- [What to produce]: Write out the entries below again, switching "purple flower" to "violet blossom" wherever it appears and leaving everything else unchanged.

Labeling and segmentation entries:
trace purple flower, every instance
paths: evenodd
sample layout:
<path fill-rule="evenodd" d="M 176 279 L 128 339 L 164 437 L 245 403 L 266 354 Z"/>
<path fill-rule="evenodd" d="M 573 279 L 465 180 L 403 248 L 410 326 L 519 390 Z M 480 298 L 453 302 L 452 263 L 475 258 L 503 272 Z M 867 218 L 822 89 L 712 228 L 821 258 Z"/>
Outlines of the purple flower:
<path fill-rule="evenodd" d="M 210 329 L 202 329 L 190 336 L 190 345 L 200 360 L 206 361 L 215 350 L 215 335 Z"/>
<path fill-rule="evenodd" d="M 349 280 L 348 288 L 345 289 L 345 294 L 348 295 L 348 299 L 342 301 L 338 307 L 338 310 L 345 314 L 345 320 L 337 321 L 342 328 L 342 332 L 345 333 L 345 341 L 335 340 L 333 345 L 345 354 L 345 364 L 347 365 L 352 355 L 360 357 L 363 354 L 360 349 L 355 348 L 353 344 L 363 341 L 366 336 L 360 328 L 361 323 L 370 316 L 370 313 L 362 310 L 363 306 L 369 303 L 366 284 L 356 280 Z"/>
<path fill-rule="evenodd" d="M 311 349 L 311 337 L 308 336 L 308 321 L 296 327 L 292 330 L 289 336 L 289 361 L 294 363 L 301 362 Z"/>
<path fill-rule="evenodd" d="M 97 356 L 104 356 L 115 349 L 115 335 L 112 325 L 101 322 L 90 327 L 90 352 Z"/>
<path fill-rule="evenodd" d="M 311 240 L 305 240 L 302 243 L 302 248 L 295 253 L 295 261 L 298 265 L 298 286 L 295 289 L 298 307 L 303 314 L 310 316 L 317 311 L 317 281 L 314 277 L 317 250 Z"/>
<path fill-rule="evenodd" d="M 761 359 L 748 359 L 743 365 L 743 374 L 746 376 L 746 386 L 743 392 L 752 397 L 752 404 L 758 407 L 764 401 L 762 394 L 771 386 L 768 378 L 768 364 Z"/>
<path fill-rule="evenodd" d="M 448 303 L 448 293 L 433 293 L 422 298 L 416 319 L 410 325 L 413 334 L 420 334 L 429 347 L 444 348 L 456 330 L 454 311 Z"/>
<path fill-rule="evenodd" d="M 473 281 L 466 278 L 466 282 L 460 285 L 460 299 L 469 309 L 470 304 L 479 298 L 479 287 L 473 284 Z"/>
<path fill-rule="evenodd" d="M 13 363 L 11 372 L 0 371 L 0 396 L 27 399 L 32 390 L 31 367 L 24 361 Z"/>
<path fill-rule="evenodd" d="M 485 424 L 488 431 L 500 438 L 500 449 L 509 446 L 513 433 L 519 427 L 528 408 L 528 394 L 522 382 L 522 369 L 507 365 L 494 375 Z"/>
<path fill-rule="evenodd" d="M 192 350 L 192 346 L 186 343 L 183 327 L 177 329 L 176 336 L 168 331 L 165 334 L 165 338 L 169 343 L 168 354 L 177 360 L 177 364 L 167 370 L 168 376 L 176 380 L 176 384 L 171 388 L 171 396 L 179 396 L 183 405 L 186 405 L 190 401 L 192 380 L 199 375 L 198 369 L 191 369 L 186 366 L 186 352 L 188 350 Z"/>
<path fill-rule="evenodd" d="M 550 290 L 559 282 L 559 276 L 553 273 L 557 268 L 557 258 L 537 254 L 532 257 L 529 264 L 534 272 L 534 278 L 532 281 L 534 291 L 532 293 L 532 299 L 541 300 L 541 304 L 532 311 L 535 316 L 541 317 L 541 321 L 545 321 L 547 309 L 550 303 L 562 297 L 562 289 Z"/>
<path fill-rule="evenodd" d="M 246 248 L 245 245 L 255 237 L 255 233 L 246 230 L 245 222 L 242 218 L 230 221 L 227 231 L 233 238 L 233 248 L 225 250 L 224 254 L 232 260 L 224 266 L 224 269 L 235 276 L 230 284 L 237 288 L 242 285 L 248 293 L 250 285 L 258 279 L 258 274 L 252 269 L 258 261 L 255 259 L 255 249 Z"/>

- [Output below]:
trace violet blossom, every instance
paths: evenodd
sample layout:
<path fill-rule="evenodd" d="M 176 279 L 128 339 L 164 437 L 245 403 L 266 354 Z"/>
<path fill-rule="evenodd" d="M 573 279 L 465 180 L 403 248 L 410 326 L 519 390 Z M 480 298 L 453 302 L 452 263 L 475 258 L 503 272 Z M 867 218 L 822 89 L 712 228 L 821 258 Z"/>
Outlines of the violet blossom:
<path fill-rule="evenodd" d="M 210 329 L 202 329 L 190 336 L 190 345 L 200 360 L 206 361 L 215 350 L 215 335 Z"/>
<path fill-rule="evenodd" d="M 349 280 L 348 288 L 345 289 L 345 294 L 348 295 L 348 299 L 342 301 L 338 307 L 338 310 L 345 314 L 345 320 L 337 321 L 342 328 L 342 332 L 345 333 L 345 341 L 335 340 L 333 345 L 345 354 L 345 364 L 347 365 L 352 355 L 360 357 L 363 354 L 360 349 L 355 348 L 353 344 L 363 341 L 366 336 L 360 328 L 361 323 L 370 316 L 370 313 L 362 310 L 363 306 L 369 303 L 366 284 L 356 280 Z"/>
<path fill-rule="evenodd" d="M 311 349 L 311 337 L 308 336 L 308 321 L 296 327 L 292 330 L 289 336 L 289 361 L 294 363 L 301 362 Z"/>
<path fill-rule="evenodd" d="M 97 356 L 104 356 L 115 349 L 115 335 L 112 325 L 101 322 L 90 327 L 90 352 Z"/>
<path fill-rule="evenodd" d="M 311 240 L 305 240 L 302 243 L 302 248 L 295 253 L 295 261 L 298 265 L 298 286 L 295 289 L 298 307 L 303 314 L 310 316 L 317 311 L 317 281 L 314 277 L 317 250 Z"/>
<path fill-rule="evenodd" d="M 761 359 L 748 359 L 743 365 L 743 374 L 746 376 L 746 386 L 743 392 L 752 397 L 752 404 L 758 407 L 764 401 L 762 394 L 771 386 L 768 378 L 768 364 Z"/>
<path fill-rule="evenodd" d="M 448 303 L 448 293 L 433 293 L 422 298 L 416 319 L 410 325 L 413 334 L 420 334 L 429 347 L 444 348 L 456 330 L 454 311 Z"/>
<path fill-rule="evenodd" d="M 473 281 L 466 278 L 466 282 L 460 285 L 460 299 L 469 309 L 470 304 L 479 298 L 479 287 L 473 284 Z"/>
<path fill-rule="evenodd" d="M 13 363 L 11 372 L 0 371 L 0 396 L 27 399 L 32 390 L 31 367 L 24 361 Z"/>
<path fill-rule="evenodd" d="M 485 424 L 488 431 L 500 438 L 500 449 L 509 446 L 513 433 L 519 427 L 528 408 L 528 394 L 522 382 L 522 369 L 507 365 L 494 375 Z"/>
<path fill-rule="evenodd" d="M 192 350 L 192 346 L 186 343 L 183 327 L 177 329 L 176 336 L 168 331 L 165 334 L 165 338 L 169 343 L 168 354 L 177 360 L 177 364 L 167 370 L 168 376 L 176 380 L 176 384 L 171 388 L 171 396 L 179 396 L 183 405 L 186 405 L 190 401 L 192 380 L 199 375 L 198 369 L 191 369 L 186 366 L 186 352 L 188 350 Z"/>
<path fill-rule="evenodd" d="M 550 290 L 559 282 L 559 276 L 553 273 L 557 268 L 557 258 L 537 254 L 532 257 L 529 264 L 534 272 L 534 278 L 532 281 L 534 291 L 532 293 L 532 299 L 541 300 L 541 304 L 532 311 L 535 316 L 541 317 L 541 321 L 545 321 L 547 309 L 550 303 L 562 297 L 562 289 Z"/>
<path fill-rule="evenodd" d="M 246 248 L 245 245 L 255 237 L 255 233 L 246 230 L 245 222 L 242 218 L 230 221 L 227 231 L 233 238 L 233 248 L 225 250 L 224 254 L 232 260 L 224 266 L 224 269 L 235 276 L 230 284 L 237 288 L 242 285 L 248 293 L 250 285 L 258 279 L 258 274 L 252 269 L 258 261 L 255 259 L 255 249 Z"/>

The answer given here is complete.